[STUDY MATERIAL — start]

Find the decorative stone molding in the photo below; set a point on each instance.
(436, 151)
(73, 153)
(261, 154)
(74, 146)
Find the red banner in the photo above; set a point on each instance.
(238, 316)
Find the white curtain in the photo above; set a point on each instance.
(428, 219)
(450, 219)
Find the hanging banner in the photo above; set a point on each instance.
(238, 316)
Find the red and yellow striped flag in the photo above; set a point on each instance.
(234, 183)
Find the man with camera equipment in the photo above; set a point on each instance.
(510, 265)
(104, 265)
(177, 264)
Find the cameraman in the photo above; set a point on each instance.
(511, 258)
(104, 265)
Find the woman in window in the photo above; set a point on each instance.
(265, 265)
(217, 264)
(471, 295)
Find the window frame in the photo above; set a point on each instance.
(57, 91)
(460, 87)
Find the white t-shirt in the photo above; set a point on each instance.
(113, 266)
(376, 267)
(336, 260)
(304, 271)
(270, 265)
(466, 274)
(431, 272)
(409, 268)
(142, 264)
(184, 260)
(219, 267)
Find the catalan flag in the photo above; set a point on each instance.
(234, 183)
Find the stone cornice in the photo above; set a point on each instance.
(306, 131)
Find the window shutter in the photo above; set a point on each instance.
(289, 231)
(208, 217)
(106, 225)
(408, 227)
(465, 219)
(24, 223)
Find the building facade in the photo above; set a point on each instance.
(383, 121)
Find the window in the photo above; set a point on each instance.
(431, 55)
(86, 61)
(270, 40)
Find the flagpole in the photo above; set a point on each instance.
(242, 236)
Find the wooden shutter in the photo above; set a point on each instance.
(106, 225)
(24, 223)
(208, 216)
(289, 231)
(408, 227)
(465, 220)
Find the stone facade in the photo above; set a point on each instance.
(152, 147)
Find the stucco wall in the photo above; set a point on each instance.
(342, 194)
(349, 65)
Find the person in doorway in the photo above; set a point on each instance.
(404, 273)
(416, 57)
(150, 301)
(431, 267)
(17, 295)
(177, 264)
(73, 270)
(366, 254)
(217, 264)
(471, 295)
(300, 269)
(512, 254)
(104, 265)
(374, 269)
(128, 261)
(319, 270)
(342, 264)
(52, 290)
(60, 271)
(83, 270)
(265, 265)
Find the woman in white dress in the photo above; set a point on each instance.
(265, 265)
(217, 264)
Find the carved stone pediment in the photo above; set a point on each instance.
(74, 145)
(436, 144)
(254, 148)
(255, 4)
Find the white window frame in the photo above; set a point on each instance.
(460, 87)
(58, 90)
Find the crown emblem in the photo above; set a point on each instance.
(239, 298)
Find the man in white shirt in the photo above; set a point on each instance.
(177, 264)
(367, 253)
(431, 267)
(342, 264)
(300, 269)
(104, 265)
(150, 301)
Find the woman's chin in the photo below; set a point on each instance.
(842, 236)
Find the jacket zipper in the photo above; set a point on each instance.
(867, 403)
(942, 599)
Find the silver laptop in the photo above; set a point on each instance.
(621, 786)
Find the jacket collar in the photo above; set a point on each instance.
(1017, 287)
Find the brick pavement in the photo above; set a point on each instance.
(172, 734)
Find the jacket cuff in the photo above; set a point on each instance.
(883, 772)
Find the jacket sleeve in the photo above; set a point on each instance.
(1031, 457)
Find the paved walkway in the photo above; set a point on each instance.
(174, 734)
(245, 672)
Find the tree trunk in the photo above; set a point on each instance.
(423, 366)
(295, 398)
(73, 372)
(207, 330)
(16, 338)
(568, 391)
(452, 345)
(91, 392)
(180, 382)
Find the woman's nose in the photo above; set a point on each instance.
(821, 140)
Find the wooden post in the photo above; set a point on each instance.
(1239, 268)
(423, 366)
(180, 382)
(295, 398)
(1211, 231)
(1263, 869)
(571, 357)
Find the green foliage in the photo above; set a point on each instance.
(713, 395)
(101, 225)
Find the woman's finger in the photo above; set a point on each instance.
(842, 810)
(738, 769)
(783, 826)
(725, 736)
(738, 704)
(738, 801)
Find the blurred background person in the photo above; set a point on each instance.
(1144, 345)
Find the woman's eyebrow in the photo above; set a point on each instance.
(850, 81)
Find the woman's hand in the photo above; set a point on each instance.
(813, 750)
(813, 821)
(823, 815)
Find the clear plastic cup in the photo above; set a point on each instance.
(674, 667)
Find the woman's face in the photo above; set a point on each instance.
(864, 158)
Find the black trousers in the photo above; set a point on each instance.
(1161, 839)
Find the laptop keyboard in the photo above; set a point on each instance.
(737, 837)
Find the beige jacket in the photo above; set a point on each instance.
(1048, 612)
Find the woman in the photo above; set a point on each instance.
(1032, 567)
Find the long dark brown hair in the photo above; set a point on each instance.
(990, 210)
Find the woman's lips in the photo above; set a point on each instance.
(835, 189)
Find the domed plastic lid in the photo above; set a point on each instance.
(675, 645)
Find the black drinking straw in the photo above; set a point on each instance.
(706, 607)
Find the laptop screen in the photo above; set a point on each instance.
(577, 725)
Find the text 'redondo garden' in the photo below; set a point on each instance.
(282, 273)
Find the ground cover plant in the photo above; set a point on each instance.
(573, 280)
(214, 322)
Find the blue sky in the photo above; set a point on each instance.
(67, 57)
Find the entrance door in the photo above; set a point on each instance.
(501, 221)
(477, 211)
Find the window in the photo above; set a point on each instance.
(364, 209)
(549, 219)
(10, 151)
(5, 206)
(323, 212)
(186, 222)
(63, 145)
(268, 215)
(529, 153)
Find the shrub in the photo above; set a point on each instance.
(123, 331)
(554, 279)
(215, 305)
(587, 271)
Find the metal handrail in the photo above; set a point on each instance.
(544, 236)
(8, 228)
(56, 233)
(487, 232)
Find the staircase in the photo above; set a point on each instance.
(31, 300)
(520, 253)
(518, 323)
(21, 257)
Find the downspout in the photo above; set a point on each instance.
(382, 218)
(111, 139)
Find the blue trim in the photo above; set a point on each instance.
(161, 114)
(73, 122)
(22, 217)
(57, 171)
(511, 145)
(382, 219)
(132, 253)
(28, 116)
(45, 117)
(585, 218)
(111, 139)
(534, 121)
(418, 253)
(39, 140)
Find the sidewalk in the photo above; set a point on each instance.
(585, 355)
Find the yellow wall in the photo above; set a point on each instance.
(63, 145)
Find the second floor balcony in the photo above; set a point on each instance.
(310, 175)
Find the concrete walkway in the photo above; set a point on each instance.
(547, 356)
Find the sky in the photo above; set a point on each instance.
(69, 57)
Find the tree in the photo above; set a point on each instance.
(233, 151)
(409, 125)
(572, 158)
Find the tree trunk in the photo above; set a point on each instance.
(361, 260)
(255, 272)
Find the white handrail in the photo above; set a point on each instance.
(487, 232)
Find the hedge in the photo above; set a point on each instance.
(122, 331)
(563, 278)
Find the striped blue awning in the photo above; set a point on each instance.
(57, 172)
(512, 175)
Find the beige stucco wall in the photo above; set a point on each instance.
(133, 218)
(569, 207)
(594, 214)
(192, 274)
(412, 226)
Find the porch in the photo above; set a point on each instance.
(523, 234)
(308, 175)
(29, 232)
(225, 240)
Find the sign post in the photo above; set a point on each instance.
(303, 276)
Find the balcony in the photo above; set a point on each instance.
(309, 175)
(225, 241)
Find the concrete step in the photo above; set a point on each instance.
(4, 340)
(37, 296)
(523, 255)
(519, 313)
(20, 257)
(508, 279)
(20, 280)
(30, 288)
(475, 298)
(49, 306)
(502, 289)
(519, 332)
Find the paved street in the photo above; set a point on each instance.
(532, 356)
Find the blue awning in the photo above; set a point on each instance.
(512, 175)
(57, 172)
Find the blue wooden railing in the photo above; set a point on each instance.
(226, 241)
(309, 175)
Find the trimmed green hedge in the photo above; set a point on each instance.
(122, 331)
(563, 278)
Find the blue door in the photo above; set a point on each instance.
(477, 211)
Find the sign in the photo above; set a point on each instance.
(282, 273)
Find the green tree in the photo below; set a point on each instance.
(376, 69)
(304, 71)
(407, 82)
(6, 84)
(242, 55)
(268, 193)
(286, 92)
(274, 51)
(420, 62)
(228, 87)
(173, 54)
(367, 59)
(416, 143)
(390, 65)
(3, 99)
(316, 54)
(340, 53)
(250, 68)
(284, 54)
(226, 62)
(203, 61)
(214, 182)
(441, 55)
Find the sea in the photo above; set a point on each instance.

[STUDY MATERIAL — finish]

_TASK PROMPT_: Quote verbatim the line containing "Find the sky" and every line after it through the end of the records above.

_FINAL ANSWER_:
Find the sky in the photo above; set a point on each instance.
(69, 57)
Find the tree in the photo above; set a point on each instance.
(233, 151)
(409, 125)
(572, 158)
Find the tree trunk in the photo above; set a point on each instance.
(361, 260)
(255, 272)
Find the white handrail in the photo above; set a point on each instance.
(487, 232)
Find the hedge in the photo above; set a point on each instance.
(122, 331)
(563, 278)
Find the striped blue awning in the photo above; set a point on each instance.
(57, 172)
(512, 175)
Find the beige stucco wall in the photo above; set a point on each instance.
(133, 218)
(569, 207)
(594, 214)
(192, 274)
(412, 226)
Find the porch in the photo above; set a point on each instance.
(523, 234)
(308, 175)
(29, 232)
(225, 240)
Find the sign post in the photo above; set a point on each instance.
(303, 276)
Find the balcony in the photo above; set a point on each instance.
(309, 175)
(225, 241)
Find the concrete step in the photo above; set a point on each instance.
(4, 340)
(37, 296)
(523, 255)
(519, 313)
(20, 257)
(508, 279)
(20, 280)
(30, 288)
(475, 298)
(49, 306)
(502, 289)
(519, 332)
Find the paved street in the photo above; set a point on each instance.
(532, 356)
Find the blue awning in the photo above; set a point on each instance.
(512, 175)
(57, 172)
Find the blue wooden railing in the photo above; set a point on each instance.
(226, 241)
(309, 175)
Find the trimmed green hedge in the photo above; set a point on each instance.
(122, 331)
(563, 278)
Find the blue door in the photo above; set a point on each instance.
(477, 211)
Find the sign in the photo above; set a point on each instance.
(282, 273)
Find the green tree in the photo below; set a point on each instance.
(376, 69)
(304, 71)
(407, 82)
(6, 84)
(242, 55)
(268, 193)
(286, 92)
(274, 51)
(420, 62)
(228, 87)
(173, 54)
(367, 59)
(416, 143)
(390, 65)
(3, 99)
(316, 54)
(340, 53)
(250, 68)
(284, 54)
(226, 62)
(203, 61)
(214, 182)
(441, 55)
Find the sea in the photo above; set a point on each instance.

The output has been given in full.